[Фрагмент текста]

· · · · ·

Сейчас очень много говорят о будущем России все, кому не лень, но речь почти всегда идет об экономике, об уровне материального потребления, о том, насколько «справедливо» будет распределяться материальные блага. Большинство людей и так-то склонно воспринимать жизнь, как процесс материального потребления, а сейчас эта склонность уже оформлена в теорию. Называется «панэкономизм».
Михаил Веллер писал: «Сегодня в мире господствует панэкономизм, утверждающий, что всё вытекает из уровней производства и потребления. И все процессы в мире – следствие стремления потреблять больше и борьбы за это … Как наука, панэкономизм атеистичен. Как вульгарное течение панэкономизм формалистичен и механистичен: рассматривает людей, как роботов без души и без нервной системы».
Владимир Воложанин и Владимир Петров о том же: «Есть такое понятие «экономическая модель человека». В соответствии с данным понятием человек – это разумное социальное животное, жизненной целью которого является максимализация индивидуальных потребностей, носящих полностью торгуемый характер. В основе существующего миропорядка лежит как раз именно эта модель».
Так вот панэкономизм придумали «физики». Повторюсь: «физики» были, есть и будут. Это нормально. Но в наше время «физики» интеллектуально доминируют и рекрутируют элиты из своей среды. А вот уже совсем не нормально. Низшие потребности не могут и не должны управлять высшими потребностями, доходя до полного отрицания последних. В низших потребностях нет ни чего плохого, в той или иной степени они присущи всем людям, они лишь должны находиться в подчиненном положении. Если носители исключительно низших потребностей начинают доминировать – тушите свет.
При этом панэкономизм глубоко и сущностно демократичен. Он заведомо рассчитан на то, чтобы понравиться большинству, которое всегда состоит из «физиков». Панэкономизм не переспоришь, как невозможно переспорить желудок без ушей. И вот об это обстоятельство сейчас разбиваются попытки создания какой бы то ни было иделогии. Наши идеологи, отнюдь не страдающие панэкономизмом, пытаются противопоставить ему нечто столь же демократичное. Но это невозможно. Любая идеология по определению недемократична. Идеология – это об идеалах, а большинству ни какие идеалы не нужны вообще.

· · · · ·

Строки с указанием объектов на фото:
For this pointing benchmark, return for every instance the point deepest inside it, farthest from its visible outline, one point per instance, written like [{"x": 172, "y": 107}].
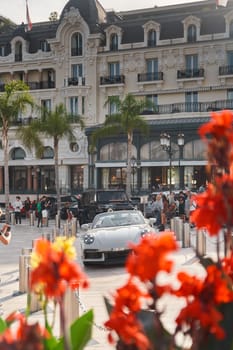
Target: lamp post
[
  {"x": 165, "y": 142},
  {"x": 133, "y": 166}
]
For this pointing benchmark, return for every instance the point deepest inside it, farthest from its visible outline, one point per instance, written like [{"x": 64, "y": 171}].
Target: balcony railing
[
  {"x": 226, "y": 70},
  {"x": 191, "y": 107},
  {"x": 76, "y": 51},
  {"x": 76, "y": 81},
  {"x": 35, "y": 85},
  {"x": 190, "y": 73},
  {"x": 150, "y": 76},
  {"x": 112, "y": 79}
]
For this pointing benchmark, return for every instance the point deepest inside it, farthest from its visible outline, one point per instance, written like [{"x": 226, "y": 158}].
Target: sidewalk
[{"x": 22, "y": 237}]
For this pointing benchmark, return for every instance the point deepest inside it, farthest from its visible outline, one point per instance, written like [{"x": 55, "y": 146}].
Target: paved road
[{"x": 103, "y": 280}]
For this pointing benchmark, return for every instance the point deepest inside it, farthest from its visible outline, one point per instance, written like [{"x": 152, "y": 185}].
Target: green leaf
[
  {"x": 80, "y": 333},
  {"x": 81, "y": 330}
]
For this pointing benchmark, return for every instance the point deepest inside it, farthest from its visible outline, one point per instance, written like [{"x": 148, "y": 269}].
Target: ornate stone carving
[{"x": 73, "y": 16}]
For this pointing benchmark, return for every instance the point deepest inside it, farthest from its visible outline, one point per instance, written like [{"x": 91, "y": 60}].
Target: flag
[
  {"x": 222, "y": 3},
  {"x": 29, "y": 22}
]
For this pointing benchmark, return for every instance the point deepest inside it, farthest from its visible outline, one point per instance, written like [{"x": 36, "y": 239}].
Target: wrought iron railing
[
  {"x": 153, "y": 76},
  {"x": 112, "y": 79},
  {"x": 190, "y": 73}
]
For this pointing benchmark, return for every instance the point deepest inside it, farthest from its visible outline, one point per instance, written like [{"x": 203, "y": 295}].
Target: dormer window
[
  {"x": 192, "y": 33},
  {"x": 151, "y": 39},
  {"x": 76, "y": 44},
  {"x": 18, "y": 51},
  {"x": 114, "y": 42},
  {"x": 44, "y": 46}
]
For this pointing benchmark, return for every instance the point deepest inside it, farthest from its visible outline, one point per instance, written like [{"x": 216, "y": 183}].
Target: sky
[{"x": 39, "y": 11}]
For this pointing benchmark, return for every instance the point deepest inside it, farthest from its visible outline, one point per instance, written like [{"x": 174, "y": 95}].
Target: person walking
[
  {"x": 27, "y": 206},
  {"x": 39, "y": 212},
  {"x": 17, "y": 207}
]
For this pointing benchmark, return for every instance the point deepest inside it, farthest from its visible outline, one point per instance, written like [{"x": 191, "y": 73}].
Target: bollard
[
  {"x": 201, "y": 243},
  {"x": 71, "y": 306},
  {"x": 74, "y": 227},
  {"x": 172, "y": 224},
  {"x": 31, "y": 219},
  {"x": 35, "y": 304},
  {"x": 12, "y": 218},
  {"x": 57, "y": 221},
  {"x": 56, "y": 232},
  {"x": 186, "y": 235},
  {"x": 48, "y": 236},
  {"x": 66, "y": 230},
  {"x": 24, "y": 263}
]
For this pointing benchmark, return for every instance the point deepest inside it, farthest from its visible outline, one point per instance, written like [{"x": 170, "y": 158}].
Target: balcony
[
  {"x": 226, "y": 70},
  {"x": 190, "y": 73},
  {"x": 76, "y": 81},
  {"x": 112, "y": 79},
  {"x": 191, "y": 107},
  {"x": 37, "y": 85},
  {"x": 155, "y": 76},
  {"x": 76, "y": 51}
]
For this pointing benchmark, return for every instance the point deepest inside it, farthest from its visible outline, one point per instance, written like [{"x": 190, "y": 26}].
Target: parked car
[
  {"x": 107, "y": 238},
  {"x": 2, "y": 212},
  {"x": 94, "y": 202}
]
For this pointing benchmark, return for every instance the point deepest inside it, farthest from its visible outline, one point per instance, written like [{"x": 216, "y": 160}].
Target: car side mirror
[{"x": 85, "y": 227}]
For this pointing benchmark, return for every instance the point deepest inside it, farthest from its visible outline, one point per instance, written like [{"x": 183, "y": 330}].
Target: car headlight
[
  {"x": 145, "y": 231},
  {"x": 88, "y": 239}
]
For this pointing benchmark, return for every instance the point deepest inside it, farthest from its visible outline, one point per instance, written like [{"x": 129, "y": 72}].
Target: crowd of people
[
  {"x": 167, "y": 206},
  {"x": 39, "y": 208}
]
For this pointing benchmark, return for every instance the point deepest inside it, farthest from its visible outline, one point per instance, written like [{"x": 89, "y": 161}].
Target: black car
[{"x": 66, "y": 201}]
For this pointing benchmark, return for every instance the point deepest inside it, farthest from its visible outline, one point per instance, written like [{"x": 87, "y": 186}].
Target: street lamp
[
  {"x": 165, "y": 142},
  {"x": 135, "y": 165}
]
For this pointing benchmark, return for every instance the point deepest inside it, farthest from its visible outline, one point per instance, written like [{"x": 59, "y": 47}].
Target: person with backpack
[{"x": 39, "y": 212}]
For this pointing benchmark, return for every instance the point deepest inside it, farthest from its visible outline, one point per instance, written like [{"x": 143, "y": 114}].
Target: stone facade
[{"x": 180, "y": 57}]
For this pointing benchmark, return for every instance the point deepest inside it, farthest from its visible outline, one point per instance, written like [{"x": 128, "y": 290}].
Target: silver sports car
[{"x": 107, "y": 238}]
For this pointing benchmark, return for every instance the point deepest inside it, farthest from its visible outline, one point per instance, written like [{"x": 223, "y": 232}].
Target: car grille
[{"x": 110, "y": 255}]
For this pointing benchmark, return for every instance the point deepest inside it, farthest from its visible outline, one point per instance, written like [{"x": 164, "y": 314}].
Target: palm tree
[
  {"x": 14, "y": 100},
  {"x": 56, "y": 124},
  {"x": 126, "y": 120}
]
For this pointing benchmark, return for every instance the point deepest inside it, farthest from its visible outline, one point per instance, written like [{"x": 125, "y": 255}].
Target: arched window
[
  {"x": 114, "y": 42},
  {"x": 192, "y": 33},
  {"x": 151, "y": 40},
  {"x": 18, "y": 153},
  {"x": 48, "y": 153},
  {"x": 231, "y": 30},
  {"x": 74, "y": 147},
  {"x": 76, "y": 44},
  {"x": 18, "y": 51}
]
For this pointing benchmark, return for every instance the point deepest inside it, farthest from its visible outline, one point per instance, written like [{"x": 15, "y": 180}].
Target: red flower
[
  {"x": 24, "y": 337},
  {"x": 55, "y": 270},
  {"x": 150, "y": 256}
]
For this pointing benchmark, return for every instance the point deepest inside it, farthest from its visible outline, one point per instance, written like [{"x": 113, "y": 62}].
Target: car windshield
[
  {"x": 118, "y": 219},
  {"x": 106, "y": 196}
]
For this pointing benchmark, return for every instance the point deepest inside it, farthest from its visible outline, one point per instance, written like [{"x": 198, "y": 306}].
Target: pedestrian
[
  {"x": 157, "y": 207},
  {"x": 5, "y": 237},
  {"x": 17, "y": 207},
  {"x": 5, "y": 234},
  {"x": 181, "y": 207},
  {"x": 27, "y": 206}
]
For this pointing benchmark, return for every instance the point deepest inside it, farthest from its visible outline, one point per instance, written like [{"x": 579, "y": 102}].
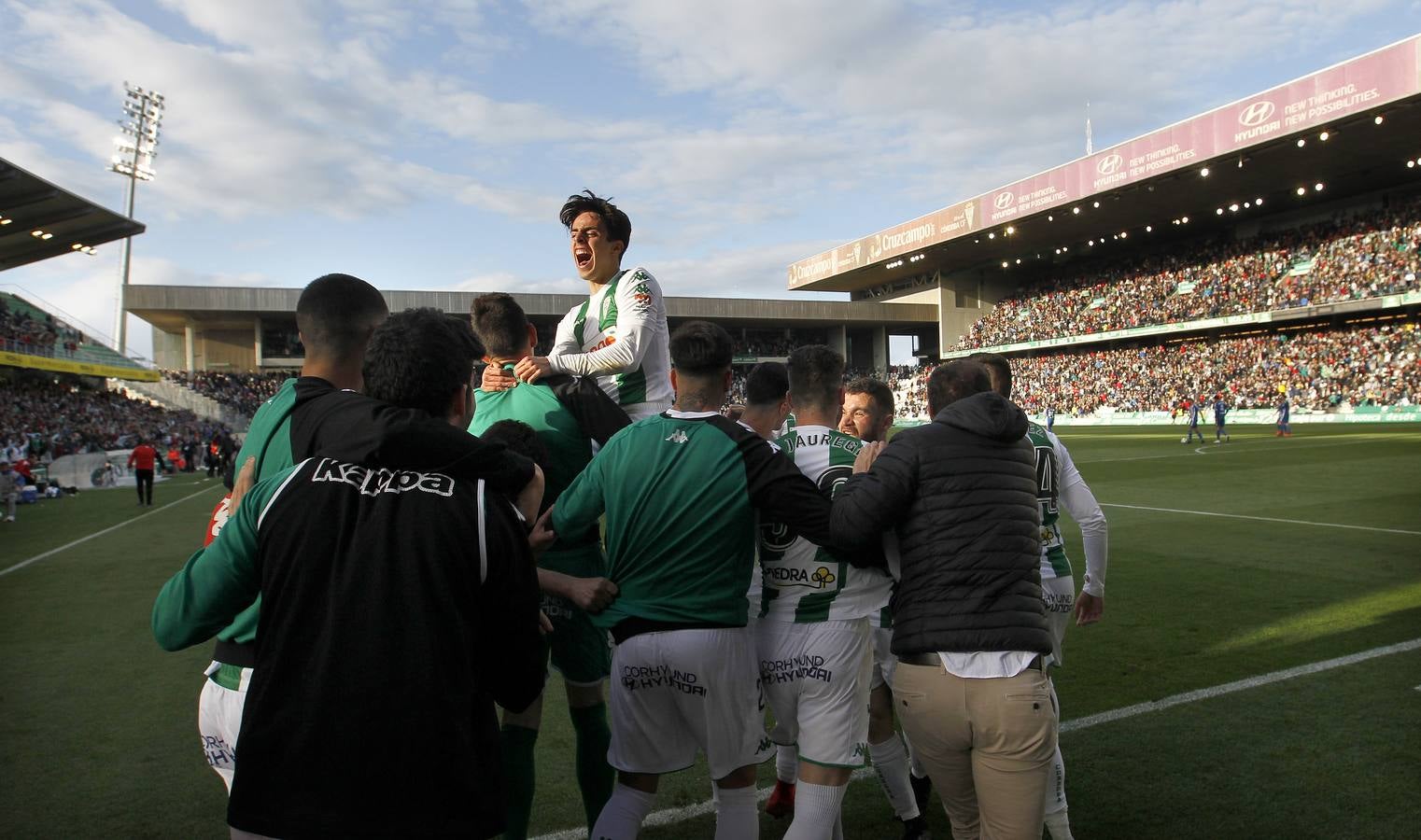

· · · · ·

[Задание]
Как, по словам Михаила Веллера во фрагменте о панэкономизме, это вульгарное течение рассматривает людей?

[Ответ к заданию]
Как роботов без души и без нервной системы.